EXERCISE TASKS:
1. According to the blog post about a weekend in Vancouver, how long was the walk the writer took around the city?
2. List every person mentioned by name in the blog post about a weekend in Vancouver.

DOCUMENT EXCERPT:
:::

I drove out there with my best bud KT. Its such a beautiful drive, I love the mountains. Now, KT used to be a roommate of mine, and she's one of my best closest friends... and she doesn't have a clue about me. But, I guess thats valid cause *I* don't really have a clue about me... But her Gaydar sucks. I have examples, but I won't get into it... now...

A fair amount of time driving(when not conversing with KT) was spent with me thinking how easy this couldve been, just to come out for a weekend, or a day, or something to see Angel.

So, we get into town, we're staying with some friends downtown, ironically enough they live just off Davies... For those who don't know, thats the gay district. Little did we know that this weekend was going to be a gay-fest... Day 1, Claudia comes out and takes us to breakfast at this little place on Davies, so good. And we were constantly surrounded by the most flamboyant guys and most stereotypical chicks, it was almost funny. The owner guy of this place walked and talked the walk and talk, and there were a couple of chicks that looked bikerish, with half mohawks making out on the street... oh man. And then we decided to play "Who's Gay" Claudia, the expert, me, the pro and....KT... who lost... a lot.

Later that day we went for a 6 hour walk around Vancouver, saw the sights, had some fun. We stopped to watch the parade with its obligatory Gay Pride portion. And then the fireworks, we went out to the beach and watched, from some distance away, but they were still pretty good... it was no Thunder in the Valley, but it was good. The whole time I was out there all I wanted was someone to be with... Fireworks make me lonely...

Anyway... to catch you up, Angel and I have be talking. Thats a story on its own, but all you need to know is we talk. Anyway, we talked about me coming out there, and she invited us out for dinner, but that fell through, so we ended up going for breakfast Saturday morning. On the way there, I got kind of nervous...

Angel got there first, then KT and I showed up, I walked in, she sees me before I see her... She calls my name and I recognize her voice, I turn and see her, she looks exactly like her pictures. So cute. We got our table, and we waited for her girlfriend, who was a few minutes late. We sat there at the table, kind of making small talk, then Angel looks and tells me that Jo(her girlfriend) is here.. I turn around and get my first actual look... I had seen a picture, but it didn't really do her justice. She was a lot taller than I had expected, her legs were mmm. And she has gorgeous eyes... But im not allowed to talk about her, cause im sure Angel will read this eventually...

So, breakfast went really well, Jo was totally cool, and under different circumstance, im sure we wouldve been friends... I tried, and she put forth a solid effort, but I made her uncomfortable, and a little jealous. She would never admit it, nor would she say anything, but I could tell. Anyway, it was great, and we go to leave, and we are saying goodbye, and out of nowhere, Angel decides to hug me. Wrong choice... It was like one of those slow motion moments when you realize someone is about to do something really stupid... I saw the look on Jo's face, and it killed me. Curse my uncontrollable empathy. But before I could stop it, she was hugging me. A part of me wishes I stopped it, I coulda straight armed her, or SOMETHING... But it happened, and I promptly booked it out of there, but not before hearing Jo get a lil upset. I didn't think much of it, cause there was nothing really between us, and therefore- nothing to be jealous of.

Later we ended up going to dinner with KT's lesbian friends. Cute couple. Over dinner we were talking and they asked KT if she was ok with gay men. To which KT replied that if she was ok with Gay women, she was ok with gay men, then she asked why. And they told her that one of her friends had come out to them, and they just wanted to know if she was safe. KT, Ms. HorribleGaydar, had no clue who it could be. I called it and I wasn't even really friends with the guy. Which in retrospect, I kinda outted him, but KT's safe, so I don't really feel bad.

All in all I had a fetching great time. It was so nice... just to be around people that accept that. And thats the end of this part, I'm breaking the explanation of the weekend up, cause this is too long already... and i've soo much more to say.

:::

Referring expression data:
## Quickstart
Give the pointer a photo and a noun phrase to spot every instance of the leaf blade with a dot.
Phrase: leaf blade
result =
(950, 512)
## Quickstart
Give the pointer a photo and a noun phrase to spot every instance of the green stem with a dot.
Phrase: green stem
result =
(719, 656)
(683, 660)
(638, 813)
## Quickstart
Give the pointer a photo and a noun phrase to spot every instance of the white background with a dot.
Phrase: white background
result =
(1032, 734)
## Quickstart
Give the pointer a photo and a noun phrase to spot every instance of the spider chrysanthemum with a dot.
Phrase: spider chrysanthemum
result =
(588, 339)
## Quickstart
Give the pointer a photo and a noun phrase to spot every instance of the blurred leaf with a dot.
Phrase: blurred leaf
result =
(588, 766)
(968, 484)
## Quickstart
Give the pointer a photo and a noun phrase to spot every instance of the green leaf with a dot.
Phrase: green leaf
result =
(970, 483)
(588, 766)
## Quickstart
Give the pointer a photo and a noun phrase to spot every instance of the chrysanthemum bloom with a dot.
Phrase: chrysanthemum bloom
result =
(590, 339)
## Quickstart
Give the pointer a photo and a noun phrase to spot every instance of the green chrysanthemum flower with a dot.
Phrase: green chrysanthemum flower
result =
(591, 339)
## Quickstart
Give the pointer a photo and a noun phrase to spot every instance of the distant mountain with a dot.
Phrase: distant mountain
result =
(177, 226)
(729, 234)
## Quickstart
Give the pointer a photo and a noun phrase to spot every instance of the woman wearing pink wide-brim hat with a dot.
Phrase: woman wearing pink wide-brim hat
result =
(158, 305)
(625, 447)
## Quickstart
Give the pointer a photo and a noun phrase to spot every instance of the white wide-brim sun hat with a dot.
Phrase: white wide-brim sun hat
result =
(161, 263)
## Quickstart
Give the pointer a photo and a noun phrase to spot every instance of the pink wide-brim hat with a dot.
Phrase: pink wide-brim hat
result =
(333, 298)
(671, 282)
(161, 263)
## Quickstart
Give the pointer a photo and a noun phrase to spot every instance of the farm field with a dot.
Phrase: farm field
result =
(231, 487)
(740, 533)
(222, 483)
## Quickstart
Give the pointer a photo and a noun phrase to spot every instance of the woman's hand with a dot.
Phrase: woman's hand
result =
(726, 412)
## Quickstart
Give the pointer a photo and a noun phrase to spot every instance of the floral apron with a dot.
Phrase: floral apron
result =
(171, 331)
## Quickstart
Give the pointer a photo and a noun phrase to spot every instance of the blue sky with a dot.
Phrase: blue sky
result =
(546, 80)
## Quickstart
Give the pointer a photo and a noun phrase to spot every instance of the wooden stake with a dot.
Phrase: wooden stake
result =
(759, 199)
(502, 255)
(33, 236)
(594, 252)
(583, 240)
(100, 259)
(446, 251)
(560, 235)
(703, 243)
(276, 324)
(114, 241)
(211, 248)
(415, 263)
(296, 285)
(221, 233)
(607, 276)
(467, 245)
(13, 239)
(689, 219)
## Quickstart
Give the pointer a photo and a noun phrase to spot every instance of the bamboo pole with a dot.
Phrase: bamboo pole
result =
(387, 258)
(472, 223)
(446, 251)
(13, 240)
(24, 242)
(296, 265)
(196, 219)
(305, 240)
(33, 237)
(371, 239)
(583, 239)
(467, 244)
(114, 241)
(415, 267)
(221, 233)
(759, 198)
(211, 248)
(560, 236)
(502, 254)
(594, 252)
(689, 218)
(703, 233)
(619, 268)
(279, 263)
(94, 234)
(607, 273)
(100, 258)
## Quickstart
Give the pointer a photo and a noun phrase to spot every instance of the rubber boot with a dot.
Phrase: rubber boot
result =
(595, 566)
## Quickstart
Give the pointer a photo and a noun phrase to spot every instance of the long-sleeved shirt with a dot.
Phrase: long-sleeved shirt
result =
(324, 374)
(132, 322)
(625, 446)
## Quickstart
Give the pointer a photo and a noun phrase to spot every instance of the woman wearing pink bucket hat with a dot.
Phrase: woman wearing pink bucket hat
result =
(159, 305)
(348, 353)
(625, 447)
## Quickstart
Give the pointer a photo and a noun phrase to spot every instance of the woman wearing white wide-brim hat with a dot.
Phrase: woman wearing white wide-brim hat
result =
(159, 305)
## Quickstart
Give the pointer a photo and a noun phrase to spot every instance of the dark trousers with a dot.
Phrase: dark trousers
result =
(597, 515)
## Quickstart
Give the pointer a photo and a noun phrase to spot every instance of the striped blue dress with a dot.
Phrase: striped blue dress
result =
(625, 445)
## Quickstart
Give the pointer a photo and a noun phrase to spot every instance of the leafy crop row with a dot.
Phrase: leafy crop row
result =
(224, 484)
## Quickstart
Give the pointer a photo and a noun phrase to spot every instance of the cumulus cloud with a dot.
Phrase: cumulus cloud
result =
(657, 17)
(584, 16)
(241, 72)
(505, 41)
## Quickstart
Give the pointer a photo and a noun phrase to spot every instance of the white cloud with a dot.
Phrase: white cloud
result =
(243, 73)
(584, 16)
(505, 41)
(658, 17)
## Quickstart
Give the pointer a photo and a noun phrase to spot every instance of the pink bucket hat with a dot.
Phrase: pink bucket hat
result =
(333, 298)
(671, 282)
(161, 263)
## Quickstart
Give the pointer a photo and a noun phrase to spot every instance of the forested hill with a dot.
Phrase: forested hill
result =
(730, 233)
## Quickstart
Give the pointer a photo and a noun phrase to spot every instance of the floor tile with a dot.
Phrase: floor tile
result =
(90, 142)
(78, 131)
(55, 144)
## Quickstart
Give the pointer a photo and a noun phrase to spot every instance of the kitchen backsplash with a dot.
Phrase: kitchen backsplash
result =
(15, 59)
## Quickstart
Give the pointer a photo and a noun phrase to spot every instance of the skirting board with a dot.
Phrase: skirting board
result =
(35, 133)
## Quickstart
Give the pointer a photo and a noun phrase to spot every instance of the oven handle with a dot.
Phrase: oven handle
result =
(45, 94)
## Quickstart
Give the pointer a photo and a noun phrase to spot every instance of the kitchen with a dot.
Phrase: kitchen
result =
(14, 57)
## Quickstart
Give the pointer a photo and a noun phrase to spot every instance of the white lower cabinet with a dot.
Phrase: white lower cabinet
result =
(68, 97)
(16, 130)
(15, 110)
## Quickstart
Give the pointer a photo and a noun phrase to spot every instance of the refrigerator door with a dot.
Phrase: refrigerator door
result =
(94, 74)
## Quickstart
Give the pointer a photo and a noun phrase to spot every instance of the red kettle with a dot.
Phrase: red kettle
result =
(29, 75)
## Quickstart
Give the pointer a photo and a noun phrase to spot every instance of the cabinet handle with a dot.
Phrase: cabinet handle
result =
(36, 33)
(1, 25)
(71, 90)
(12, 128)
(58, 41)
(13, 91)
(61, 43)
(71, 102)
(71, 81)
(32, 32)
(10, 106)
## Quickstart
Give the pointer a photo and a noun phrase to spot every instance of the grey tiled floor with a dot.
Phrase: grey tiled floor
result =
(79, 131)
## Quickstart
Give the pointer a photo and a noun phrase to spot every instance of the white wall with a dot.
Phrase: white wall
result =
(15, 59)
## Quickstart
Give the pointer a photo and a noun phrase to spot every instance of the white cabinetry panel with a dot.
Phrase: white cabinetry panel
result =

:::

RESPONSE LIST:
1. 6 hours

2. KT, Claudia, Angel, Jo